▶ _Text section_:
JAPAN HAS WARNED U.S. CONGRESSIONAL LEADERS that the House of Representatives’ passage of their comfort woman resolution would likely cause serious long-term damage to bilateral relations, according to a letter sent by Japanese Ambassador Ryozo Kato to House Speaker Nancy Pelosi and four other leaders, as reported here by the Washington Post. The newspaper says it has obtained a copy of the letter.
The Post quotes the letter as saying that passage of the resolution “will almost certainly have lasting and harmful effects on the deep friendship, close trust and wide-ranging cooperation our two nations now enjoy.”
What steps would Japan take? The letter says that “Japan may reconsider its role as one of the few loyal supporters of U.S. policy in Iraq, where it is the second-largest donor for rebuilding, after the United States.” The author of the article suggests that this is just one example.
We do not know the entire text of the letter because it has not been made public. Yet I cannot stress enough that it is unprecedented in the postwar period for Japan to take such a harsh stance towards the United States. The Post itself notes that the letter was “unusually blunt”.
Of interest is the response of the resolution’s primary sponsor, Michael Honda. He said:
“It’s not going to hurt our relationship diplomatically or trade-wise.”

▶ _Your tasks_:
[a] List every person named in the article on Japan's letter about the comfort woman resolution.
[b] Carry on the article on Japan's letter about the comfort woman resolution from its final line.

▶ _Provided records_:
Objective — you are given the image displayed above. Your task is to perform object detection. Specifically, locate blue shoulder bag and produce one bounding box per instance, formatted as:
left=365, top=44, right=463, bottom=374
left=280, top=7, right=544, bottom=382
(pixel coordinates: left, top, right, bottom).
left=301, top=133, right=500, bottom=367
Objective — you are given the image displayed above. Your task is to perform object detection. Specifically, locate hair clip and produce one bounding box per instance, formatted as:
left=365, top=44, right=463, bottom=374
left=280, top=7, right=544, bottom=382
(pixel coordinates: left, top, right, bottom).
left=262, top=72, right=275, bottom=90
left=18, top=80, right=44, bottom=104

▶ _Responses to the exercise_:
[a] Ryozo Kato, Nancy Pelosi, Michael Honda

[b]
The Post also reported that he dismissed it as “lobbying bluster”.
Don’t be fooled. Look closely and you’ll see that Mr. Honda deliberately avoided the real issues. Of course Japanese and American companies will continue to do business with each other. Of course Japan is not going to sever diplomatic relations with the United States. Mr. Honda is just stating the obvious—but that’s not what the Japanese were talking about.
The letter specifically mentions their financial support in Iraq. Japanese political leaders have to navigate some tricky straits at home to provide this support; this is a clear warning that the government might decide its money is better spent elsewhere. Many Japanese still remember that the United States prevailed upon them to spend $US 13 billion in assistance for Kuwait after the first Gulf War. They also remember that Kuwait did not see fit to thank them for it in an ad taken out in the same Washington Post.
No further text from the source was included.